--- START ---

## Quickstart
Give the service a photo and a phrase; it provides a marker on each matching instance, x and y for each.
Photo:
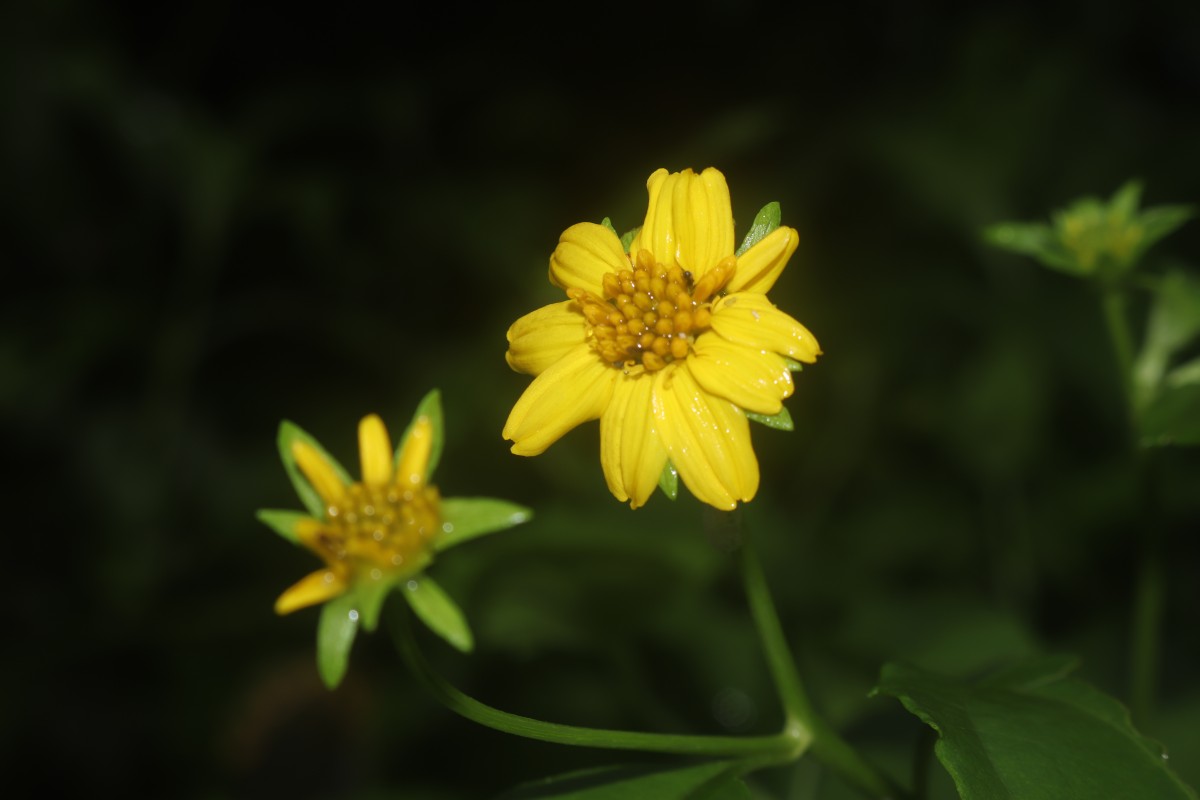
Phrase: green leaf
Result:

--- END ---

Instruction: Please write out the entries above word for word, leaving out the pictures.

Result:
## Quickstart
Give the service a photo and a phrase; it provides a marker on each matching instance, x and y for each.
Photo:
Phrase: green leaf
Result:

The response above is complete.